— START Records provided —

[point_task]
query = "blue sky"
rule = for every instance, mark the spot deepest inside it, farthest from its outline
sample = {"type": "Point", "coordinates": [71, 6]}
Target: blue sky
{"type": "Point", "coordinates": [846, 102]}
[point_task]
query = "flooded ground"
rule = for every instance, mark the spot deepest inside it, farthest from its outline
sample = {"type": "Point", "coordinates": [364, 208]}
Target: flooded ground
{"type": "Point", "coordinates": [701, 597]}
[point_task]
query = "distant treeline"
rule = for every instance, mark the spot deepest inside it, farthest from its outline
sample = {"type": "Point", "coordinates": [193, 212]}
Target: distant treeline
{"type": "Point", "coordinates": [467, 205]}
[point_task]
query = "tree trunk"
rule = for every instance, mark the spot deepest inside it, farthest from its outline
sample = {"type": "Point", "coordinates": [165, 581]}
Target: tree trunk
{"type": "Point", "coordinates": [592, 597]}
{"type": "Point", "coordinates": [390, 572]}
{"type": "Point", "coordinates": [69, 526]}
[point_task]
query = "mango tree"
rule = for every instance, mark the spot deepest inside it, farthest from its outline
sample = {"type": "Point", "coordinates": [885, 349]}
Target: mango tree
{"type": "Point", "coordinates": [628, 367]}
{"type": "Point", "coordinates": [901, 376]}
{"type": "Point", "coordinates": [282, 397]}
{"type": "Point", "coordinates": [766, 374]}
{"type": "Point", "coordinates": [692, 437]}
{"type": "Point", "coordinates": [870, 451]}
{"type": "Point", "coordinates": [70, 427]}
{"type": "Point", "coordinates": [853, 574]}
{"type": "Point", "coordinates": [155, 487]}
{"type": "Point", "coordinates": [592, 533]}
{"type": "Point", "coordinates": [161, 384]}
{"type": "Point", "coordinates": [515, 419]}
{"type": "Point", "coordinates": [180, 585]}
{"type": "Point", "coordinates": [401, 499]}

— END Records provided —

◆ Requirement: Return every one of the lines above word for word, changing nothing.

◆ Complete response:
[point_task]
query = "blue sky"
rule = for every instance, mark the spot deepest inside it, farthest from its outline
sample = {"type": "Point", "coordinates": [71, 6]}
Target: blue sky
{"type": "Point", "coordinates": [846, 102]}
[point_task]
query = "flooded ground"
rule = for every instance, mark the spot deepest inside it, farthest from its outline
sample = {"type": "Point", "coordinates": [364, 208]}
Target: flooded ground
{"type": "Point", "coordinates": [701, 597]}
[point_task]
query = "distant treeline"
rule = for every instance, mark the spot deepest inside it, farthest from its outline
sample = {"type": "Point", "coordinates": [193, 212]}
Target: distant treeline
{"type": "Point", "coordinates": [467, 205]}
[point_task]
query = "tree trunk"
rule = for every instance, mark the spot deepest inside it, farthest from its outline
sample = {"type": "Point", "coordinates": [165, 581]}
Target: tree trunk
{"type": "Point", "coordinates": [592, 597]}
{"type": "Point", "coordinates": [390, 572]}
{"type": "Point", "coordinates": [69, 526]}
[point_task]
query = "mango tree"
rule = for every instance, mark the spot deepest inside it, farthest from its outline
sample = {"type": "Point", "coordinates": [885, 349]}
Target: mango tree
{"type": "Point", "coordinates": [628, 367]}
{"type": "Point", "coordinates": [901, 376]}
{"type": "Point", "coordinates": [282, 397]}
{"type": "Point", "coordinates": [766, 374]}
{"type": "Point", "coordinates": [692, 437]}
{"type": "Point", "coordinates": [870, 451]}
{"type": "Point", "coordinates": [70, 427]}
{"type": "Point", "coordinates": [853, 574]}
{"type": "Point", "coordinates": [155, 487]}
{"type": "Point", "coordinates": [592, 533]}
{"type": "Point", "coordinates": [161, 384]}
{"type": "Point", "coordinates": [515, 419]}
{"type": "Point", "coordinates": [180, 585]}
{"type": "Point", "coordinates": [401, 499]}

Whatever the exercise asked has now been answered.